● PASSAGE TO READ:
Mysteries in my Family Tree - Part 1

Everyone loves a mystery, right?  When it comes to one's family tree, most people hope that the mysteries are cleared up quickly and easily.   That hope can sometimes be dashed by the fact that there just is not enough information preserved to trace a line back in time.  Eventually, a researcher hits a brick wall.  I have broken through a few brick walls and continue blazing my family tree back in time.

Rather than call the end to the current research a "brick wall", I think I will change it to "a stop".  Sometimes you've got to stop the research for a while and allow time, resources, and maybe some people to catch up.  I had thought for a long time that I'd hit a brick wall in my research in Ireland but am now beginning to realize that it is just "a stop" for now.  A stop on one line gives me the chance to go work on yet another family line.  I can even do some "clean up" on my family tree.  Lord knows that's system does not always populate information in the most neat, complete fashion.

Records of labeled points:
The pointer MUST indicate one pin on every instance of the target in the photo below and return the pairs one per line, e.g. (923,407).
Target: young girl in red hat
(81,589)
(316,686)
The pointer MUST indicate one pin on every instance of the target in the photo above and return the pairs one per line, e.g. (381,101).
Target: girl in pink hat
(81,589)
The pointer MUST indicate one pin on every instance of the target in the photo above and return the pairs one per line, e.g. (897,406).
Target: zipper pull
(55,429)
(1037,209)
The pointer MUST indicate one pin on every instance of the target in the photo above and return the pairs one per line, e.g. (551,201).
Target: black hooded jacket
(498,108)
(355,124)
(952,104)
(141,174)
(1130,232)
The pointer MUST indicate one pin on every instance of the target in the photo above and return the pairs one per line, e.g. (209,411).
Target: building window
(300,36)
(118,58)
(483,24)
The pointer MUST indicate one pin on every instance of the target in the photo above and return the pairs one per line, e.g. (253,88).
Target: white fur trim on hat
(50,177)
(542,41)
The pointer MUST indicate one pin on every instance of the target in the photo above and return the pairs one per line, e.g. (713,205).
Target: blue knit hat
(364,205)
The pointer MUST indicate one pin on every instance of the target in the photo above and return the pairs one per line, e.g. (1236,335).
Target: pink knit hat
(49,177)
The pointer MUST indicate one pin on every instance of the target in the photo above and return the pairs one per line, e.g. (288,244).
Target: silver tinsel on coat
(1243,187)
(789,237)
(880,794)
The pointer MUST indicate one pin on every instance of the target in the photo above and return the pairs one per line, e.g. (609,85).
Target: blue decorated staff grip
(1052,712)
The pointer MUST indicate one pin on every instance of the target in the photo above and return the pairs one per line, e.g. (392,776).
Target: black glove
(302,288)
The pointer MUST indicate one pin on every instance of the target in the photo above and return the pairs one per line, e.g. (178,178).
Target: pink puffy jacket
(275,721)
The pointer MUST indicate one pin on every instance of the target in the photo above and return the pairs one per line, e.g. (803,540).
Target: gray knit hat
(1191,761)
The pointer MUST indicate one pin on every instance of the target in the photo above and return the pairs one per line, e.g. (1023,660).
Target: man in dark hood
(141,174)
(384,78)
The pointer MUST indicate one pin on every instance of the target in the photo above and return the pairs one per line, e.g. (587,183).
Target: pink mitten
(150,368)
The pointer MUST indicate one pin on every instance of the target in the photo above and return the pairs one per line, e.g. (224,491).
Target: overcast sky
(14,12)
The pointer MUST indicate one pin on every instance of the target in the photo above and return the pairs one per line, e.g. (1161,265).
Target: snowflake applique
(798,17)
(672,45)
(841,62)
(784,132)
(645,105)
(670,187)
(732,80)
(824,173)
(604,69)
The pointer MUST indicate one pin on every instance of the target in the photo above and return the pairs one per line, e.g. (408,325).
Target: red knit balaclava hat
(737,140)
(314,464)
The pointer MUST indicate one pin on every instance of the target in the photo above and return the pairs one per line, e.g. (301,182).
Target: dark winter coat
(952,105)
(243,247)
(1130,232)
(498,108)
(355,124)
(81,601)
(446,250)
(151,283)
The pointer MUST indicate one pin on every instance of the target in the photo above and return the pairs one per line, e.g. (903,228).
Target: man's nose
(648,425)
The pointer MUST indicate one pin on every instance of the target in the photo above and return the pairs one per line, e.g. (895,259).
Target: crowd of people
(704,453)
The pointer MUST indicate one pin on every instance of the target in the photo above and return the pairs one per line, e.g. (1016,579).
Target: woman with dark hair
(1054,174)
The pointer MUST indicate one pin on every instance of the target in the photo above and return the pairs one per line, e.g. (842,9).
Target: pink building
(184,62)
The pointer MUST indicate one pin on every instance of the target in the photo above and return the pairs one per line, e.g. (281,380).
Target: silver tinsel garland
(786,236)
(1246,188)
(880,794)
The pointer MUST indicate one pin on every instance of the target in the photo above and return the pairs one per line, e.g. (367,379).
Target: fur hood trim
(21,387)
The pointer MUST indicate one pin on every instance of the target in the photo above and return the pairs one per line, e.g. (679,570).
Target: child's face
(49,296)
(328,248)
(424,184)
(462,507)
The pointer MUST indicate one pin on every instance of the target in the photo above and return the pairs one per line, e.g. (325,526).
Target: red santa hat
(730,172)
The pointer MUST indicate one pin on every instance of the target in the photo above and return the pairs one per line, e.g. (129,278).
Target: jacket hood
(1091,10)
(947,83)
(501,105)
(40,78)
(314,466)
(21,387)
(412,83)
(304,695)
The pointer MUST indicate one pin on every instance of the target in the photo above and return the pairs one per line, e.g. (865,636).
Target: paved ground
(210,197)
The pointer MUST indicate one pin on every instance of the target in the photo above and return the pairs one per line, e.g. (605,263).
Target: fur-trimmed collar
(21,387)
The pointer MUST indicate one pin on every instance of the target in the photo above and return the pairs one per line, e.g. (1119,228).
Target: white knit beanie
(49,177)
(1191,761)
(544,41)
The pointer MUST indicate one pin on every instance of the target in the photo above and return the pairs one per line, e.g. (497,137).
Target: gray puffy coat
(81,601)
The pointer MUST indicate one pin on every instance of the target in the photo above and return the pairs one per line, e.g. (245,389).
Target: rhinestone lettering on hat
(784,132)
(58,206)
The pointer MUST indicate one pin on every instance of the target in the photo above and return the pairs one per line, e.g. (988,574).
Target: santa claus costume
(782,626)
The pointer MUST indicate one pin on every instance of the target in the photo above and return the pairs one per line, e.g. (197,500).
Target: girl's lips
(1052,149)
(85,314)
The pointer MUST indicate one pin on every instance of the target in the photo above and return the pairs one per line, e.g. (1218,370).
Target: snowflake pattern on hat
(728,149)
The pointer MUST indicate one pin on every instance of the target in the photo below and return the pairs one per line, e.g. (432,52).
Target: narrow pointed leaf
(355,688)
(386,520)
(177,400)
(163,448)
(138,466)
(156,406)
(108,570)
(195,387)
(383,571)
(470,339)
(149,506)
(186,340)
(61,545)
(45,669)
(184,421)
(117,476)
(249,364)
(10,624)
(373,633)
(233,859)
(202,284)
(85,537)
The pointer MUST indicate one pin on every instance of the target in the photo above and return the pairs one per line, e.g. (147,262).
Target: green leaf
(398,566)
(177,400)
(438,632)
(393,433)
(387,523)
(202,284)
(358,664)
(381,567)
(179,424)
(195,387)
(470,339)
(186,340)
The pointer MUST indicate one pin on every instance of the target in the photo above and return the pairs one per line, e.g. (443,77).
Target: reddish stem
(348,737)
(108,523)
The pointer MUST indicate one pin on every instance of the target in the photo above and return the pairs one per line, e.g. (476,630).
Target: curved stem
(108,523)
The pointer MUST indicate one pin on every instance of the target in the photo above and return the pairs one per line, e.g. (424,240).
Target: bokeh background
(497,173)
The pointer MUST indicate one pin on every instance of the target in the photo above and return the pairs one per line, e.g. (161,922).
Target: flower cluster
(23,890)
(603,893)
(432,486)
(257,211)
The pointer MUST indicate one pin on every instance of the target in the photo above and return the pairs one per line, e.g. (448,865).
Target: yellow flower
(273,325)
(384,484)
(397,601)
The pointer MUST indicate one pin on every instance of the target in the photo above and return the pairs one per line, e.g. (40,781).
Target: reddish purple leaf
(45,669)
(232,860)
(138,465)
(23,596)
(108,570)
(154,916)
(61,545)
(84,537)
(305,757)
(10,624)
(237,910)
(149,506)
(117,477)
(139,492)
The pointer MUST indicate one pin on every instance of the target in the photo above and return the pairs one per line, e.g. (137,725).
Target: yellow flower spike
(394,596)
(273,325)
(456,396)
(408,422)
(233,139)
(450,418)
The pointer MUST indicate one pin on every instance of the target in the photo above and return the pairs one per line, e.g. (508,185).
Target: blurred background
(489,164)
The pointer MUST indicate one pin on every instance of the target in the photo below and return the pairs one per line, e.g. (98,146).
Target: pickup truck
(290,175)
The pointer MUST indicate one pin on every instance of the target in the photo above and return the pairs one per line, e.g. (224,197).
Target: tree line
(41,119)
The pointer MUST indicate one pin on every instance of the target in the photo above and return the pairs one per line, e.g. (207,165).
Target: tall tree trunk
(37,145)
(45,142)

● AIM OF THE TASK: Carry on the blog post about mysteries in a family tree, picking up after its final sentence.

● RESULT OF THIS TASK:
So what about those mysteries?  What ever happened to Thomas Flanagan of Termonfechin, Louth, Ireland?  What about Richard Flanagan who went to London's family line?  Who was Owen McLaughlin and how was he related to the McLaughlin's found in the Irish Settlement in Newport, New York?  I find these mysteries in my family tree to be rather fascinating.

The first two mysteries are little different than what most people may expect.  Instead of working back in time to find ancestors, our Flanagan Family in Ireland is actually looking for their descendants, if there are any.  You'd think that moving forward in time would be an advantage.  It is in England but only until 1911 when records then cease to be available from then to present day because of privacy reasons.  And, I am not sure how to go about researching a person who disappeared to Dublin, Ireland around 1850.  He is presumed to have died there.  Will we ever find out what really happened to Thomas Flanagan?

Descendants aside, the Irish Settlement in Newport, New York, found people holding close ties to each other to create and maintain a community in the early to late 1800s.  Owen McLaughlin appears to be the mystery cousin to my McLaughlin's.  Is he really that much of a mystery though?  We have quite a bit of information about him.

To be continued..............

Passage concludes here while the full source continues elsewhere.